Stored data:
+===+

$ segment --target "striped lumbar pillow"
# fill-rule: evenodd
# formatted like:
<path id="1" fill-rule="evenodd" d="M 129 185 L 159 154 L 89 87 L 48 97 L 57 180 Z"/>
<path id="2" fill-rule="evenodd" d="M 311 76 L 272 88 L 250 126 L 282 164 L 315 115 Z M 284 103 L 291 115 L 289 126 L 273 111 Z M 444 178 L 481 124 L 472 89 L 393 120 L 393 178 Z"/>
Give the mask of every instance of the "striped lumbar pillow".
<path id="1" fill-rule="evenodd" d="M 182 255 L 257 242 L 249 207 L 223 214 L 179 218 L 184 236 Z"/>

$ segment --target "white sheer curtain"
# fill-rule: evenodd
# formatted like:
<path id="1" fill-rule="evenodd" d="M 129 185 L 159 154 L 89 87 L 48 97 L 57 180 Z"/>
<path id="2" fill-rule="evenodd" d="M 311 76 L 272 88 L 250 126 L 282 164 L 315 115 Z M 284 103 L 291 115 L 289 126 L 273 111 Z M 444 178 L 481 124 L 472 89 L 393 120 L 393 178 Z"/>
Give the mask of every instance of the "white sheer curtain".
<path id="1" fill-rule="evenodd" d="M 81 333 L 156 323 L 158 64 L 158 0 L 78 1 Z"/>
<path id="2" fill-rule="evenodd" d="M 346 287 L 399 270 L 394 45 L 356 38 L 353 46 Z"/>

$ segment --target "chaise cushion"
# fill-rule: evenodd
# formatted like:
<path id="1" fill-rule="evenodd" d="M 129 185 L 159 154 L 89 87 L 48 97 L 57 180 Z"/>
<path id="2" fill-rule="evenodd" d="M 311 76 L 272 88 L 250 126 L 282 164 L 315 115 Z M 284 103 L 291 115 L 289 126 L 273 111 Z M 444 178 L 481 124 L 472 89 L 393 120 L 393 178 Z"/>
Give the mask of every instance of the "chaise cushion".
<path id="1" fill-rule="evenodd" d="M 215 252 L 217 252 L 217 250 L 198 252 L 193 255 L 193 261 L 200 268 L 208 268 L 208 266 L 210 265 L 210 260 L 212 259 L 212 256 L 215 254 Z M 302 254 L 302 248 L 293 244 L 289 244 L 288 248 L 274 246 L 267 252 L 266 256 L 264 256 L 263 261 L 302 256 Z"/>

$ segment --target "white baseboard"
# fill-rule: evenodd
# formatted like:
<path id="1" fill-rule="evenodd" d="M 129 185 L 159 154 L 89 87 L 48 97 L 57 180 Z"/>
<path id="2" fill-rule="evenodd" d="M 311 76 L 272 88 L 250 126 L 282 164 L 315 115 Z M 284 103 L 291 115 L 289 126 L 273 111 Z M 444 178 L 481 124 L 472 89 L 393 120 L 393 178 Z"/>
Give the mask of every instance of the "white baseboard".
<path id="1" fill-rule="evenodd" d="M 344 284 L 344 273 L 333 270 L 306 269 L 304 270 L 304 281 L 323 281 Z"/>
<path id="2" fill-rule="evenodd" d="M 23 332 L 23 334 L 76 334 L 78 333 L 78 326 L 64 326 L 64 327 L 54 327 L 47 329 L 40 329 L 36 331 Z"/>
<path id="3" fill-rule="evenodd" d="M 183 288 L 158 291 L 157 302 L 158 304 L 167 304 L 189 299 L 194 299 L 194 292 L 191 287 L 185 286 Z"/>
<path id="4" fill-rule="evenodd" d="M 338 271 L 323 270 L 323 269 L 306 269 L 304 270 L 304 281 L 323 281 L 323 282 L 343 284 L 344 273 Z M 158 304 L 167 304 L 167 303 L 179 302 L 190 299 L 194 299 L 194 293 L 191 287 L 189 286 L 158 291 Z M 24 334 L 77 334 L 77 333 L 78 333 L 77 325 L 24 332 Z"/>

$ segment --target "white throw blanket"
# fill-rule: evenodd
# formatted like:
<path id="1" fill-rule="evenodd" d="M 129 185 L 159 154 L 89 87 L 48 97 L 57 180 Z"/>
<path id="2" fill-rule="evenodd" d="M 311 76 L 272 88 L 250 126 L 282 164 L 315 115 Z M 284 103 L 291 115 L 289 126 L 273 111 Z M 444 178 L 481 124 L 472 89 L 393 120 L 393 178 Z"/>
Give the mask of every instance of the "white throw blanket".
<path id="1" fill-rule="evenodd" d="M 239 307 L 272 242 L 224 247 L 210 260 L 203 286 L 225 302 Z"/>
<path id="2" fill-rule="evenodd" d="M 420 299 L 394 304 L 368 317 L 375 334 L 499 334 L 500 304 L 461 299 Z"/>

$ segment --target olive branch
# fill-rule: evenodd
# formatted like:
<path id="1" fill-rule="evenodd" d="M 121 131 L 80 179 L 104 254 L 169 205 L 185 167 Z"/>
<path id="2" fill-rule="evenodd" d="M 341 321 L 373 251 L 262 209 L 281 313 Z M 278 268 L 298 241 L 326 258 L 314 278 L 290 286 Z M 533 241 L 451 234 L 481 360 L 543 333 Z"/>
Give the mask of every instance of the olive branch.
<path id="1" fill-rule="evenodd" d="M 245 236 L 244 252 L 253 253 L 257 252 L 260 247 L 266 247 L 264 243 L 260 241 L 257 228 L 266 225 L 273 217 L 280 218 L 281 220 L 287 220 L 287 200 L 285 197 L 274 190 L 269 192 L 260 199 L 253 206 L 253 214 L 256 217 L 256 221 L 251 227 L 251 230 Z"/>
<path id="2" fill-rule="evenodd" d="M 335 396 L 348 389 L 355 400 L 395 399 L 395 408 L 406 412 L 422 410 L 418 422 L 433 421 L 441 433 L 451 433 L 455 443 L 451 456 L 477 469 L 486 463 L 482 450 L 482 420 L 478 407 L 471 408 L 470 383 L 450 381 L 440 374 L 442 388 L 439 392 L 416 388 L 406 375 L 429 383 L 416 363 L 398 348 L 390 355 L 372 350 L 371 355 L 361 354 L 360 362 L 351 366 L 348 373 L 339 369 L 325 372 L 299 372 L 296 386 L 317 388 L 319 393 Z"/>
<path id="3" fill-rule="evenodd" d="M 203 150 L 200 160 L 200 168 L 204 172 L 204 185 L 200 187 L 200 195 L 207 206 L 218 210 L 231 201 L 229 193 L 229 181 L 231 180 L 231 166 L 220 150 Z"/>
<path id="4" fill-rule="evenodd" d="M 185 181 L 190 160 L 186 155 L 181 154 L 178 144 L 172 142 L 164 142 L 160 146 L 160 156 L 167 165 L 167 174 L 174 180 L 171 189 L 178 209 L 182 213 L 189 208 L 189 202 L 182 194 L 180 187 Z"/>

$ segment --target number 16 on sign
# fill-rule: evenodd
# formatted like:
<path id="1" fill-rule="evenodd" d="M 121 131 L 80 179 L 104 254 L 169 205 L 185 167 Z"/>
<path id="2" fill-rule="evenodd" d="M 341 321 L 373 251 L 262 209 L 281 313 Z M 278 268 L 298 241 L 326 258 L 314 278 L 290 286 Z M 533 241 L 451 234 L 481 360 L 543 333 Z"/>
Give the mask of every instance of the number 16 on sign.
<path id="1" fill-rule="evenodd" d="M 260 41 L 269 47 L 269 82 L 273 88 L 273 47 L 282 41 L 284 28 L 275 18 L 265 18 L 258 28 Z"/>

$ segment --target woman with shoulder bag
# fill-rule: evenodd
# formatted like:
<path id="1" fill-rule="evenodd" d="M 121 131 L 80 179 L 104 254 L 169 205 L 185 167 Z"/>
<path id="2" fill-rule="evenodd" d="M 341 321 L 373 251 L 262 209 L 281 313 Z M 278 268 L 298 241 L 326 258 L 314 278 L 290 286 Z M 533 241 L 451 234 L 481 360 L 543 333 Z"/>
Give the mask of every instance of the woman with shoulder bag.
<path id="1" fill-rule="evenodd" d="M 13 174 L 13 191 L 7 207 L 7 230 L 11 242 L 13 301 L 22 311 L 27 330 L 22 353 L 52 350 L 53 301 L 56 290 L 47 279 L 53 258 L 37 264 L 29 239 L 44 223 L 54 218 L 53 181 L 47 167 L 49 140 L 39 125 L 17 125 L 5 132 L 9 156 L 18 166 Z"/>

+===+

Activity: Search the data for "segment". Copy each line that has it.

Task response:
$ segment --target "striped lumbar pillow"
$ segment --target "white sheer curtain"
$ segment --target "chaise cushion"
$ segment --target "white baseboard"
$ segment --target "white throw blanket"
$ segment --target olive branch
$ segment --target number 16 on sign
$ segment --target woman with shoulder bag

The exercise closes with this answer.